Cour martiale

Informations sur la décision

Résumé :

Date de l’ouverture du procès : 26 mai 2014.

Endroit : Centre Asticou, bloc 2600, pièce 2601, salle d’audience, 241 boulevard de la Cité-des-Jeunes, Gatineau (QC).

Chefs d’accusation
•Chef d’accusation 1 : Art. 130 LDN, agression sexuelle (art. 271 C. cr.)
•Chefs d’accusation 2, 3 : Art. 93 LDN, conduite déshonorante.

Résultats
•VERDICTS : Chefs d’accusation 1, 2, 3 : Non coupable.

Contenu de la décision

COUR MARTIALE

 

Référence : R c Morel, 2014 CM 3010

 

                                                                                                                     Date : 20140530

                                                                                                                    Dossier : 201389

 

                                                                                                    Cour martiale permanente

 

                                    Centre Asticou

                                                                                                  Gatineau (Québec) Canada

 

Entre :

 

Sa Majesté la Reine, intimée

 

- et -

 

Sergent J.E. Morel, requérant

 

Devant : Lieutenant-colonel L.-V. d'Auteuil, J.M.


 

Restriction à la publication : Par ordonnance de la cour rendue en vertu de l'article 179 de la Loi sur la défense nationale et de l'article 486.4 du Code criminel, il est interdit de publier ou de diffuser, de quelque façon que ce soit, tout renseignement permettant d'établir l'identité de la personne décrite dans le présent jugement comme étant la plaignante.

*CONSIGNES*:
[A] Répondez aux questions suivantes à l'aide de la sélection.
(i) À quelle date le procès s'est-il ouvert ?
(ii) Quel verdict a été rendu pour les chefs d'accusation 1, 2 et 3 ?
(iii) Devant qui l'affaire a-t-elle été entendue ?
[B] Pour chacun des énoncés suivants, indiquez s'il concorde avec la sélection, puis citez les mots qui le montrent.
(i) Le procès s'est déroulé à Gatineau.
(ii) Le chef d'accusation 1 porte sur une conduite déshonorante.
(iii) La restriction à la publication protège l'identité de la plaignante.

(Extraits de données de pointage)
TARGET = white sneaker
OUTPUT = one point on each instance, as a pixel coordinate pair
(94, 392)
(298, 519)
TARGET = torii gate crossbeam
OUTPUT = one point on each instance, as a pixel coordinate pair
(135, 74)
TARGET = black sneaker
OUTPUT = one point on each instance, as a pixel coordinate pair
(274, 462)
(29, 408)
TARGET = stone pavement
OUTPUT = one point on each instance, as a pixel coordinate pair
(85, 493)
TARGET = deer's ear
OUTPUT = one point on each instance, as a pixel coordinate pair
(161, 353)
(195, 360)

*RÉPONSES COMPLÈTES*:
[A]
(i) Le 26 mai 2014.
(ii) Non coupable.
(iii) Devant le lieutenant-colonel L.-V. d'Auteuil, J.M.

[B]
(i) Oui : « 241 boulevard de la Cité-des-Jeunes, Gatineau (QC) ».
(ii) Non : « Chef d’accusation 1 : Art. 130 LDN, agression sexuelle (art. 271 C. cr.) ».
(iii) Oui : « tout renseignement permettant d'établir l'identité de la personne décrite dans le présent jugement comme étant la plaignante ».